* **EXTRAIT DU TEXTE**
++++++

Thème : alimentation, métabolisme, éducation à la santé
Le fructose, souvent pointé du doigt pour son implication dans l’obésité et le diabète, s’invite massivement dans nos assiettes via les produits ultra-transformés et les sodas (voir la présentation de son métabolisme et de ses effets). Sa forte présence vient principalement du sirop de maïs à haute teneur en fructose, largement utilisé depuis les années 1970 dans l’industrie agroalimentaire, d'abord aux États-Unis puis ensuite dans tous les pays "industrialisés". Récemment, un article publié dans la prestigieuse revue Nature bouscule notre compréhension du rôle du fructose : ce sucre favoriserait la croissance des cancers selon un mécanisme biologique inattendu.
Des chercheurs de l’Université Washington à Saint-Louis (Missouri) ont d’abord observé qu’un régime riche en fructose accélère la croissance de différentes tumeurs implantées chez la souris. Plus frappant encore, ce surcroît de croissance tumorale s’accomplit sans prise de poids, ni élévation du glucose ou perturbation de l'action de l’insuline, écartant l’hypothèse d’une conséquence indirecte liée à l’obésité ou au diabète.

++++++

* **Extraits du jeu de données**
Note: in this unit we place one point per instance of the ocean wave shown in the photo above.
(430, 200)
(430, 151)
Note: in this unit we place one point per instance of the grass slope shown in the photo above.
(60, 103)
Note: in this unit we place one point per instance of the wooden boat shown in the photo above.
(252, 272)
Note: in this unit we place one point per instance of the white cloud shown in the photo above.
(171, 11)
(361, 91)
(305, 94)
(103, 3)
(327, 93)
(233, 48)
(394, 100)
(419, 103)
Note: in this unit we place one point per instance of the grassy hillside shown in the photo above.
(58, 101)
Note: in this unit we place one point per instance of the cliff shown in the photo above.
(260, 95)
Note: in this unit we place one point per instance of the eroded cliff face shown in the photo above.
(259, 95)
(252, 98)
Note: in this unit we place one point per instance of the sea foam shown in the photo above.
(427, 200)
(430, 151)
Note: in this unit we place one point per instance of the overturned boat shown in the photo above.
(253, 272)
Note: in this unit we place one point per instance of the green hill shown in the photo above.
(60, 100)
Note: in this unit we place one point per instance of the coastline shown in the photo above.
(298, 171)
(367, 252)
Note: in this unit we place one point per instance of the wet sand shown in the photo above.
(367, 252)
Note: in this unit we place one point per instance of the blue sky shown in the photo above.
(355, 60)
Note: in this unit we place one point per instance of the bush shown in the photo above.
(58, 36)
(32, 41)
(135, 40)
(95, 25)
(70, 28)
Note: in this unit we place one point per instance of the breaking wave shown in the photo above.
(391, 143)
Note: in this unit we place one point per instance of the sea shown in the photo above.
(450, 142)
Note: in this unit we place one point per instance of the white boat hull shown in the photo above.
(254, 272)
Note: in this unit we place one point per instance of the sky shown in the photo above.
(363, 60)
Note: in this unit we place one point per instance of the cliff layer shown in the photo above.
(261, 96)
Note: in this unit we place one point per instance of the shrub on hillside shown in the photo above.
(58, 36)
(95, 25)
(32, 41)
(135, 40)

++++++

* **CONSIGNES**
(1) D'après le texte sur le fructose, quels sont les trois phénomènes absents lors de la croissance tumorale accélérée chez la souris ?
(2) Pour chaque affirmation, indiquez s'il vous plaît si elle concorde avec le texte sur le fructose, en répondant oui ou non et en citant les mots décisifs du texte.
(a) Le sirop de maïs à haute teneur en fructose est utilisé dans l'industrie agroalimentaire depuis les années 1970.
(b) L'article sur le fructose et les cancers a paru dans la revue Science.
(c) Les tumeurs étudiées avaient été implantées chez le rat.
Les lignes proviennent d'une autre source que le texte sur le fructose.

* **RÉPONSES**
(1) La prise de poids, l'élévation du glucose et la perturbation de l'action de l'insuline.

(2)
(a) Oui : « largement utilisé depuis les années 1970 dans l’industrie agroalimentaire ».
(b) Non : « un article publié dans la prestigieuse revue Nature ».
(c) Non : « différentes tumeurs implantées chez la souris ».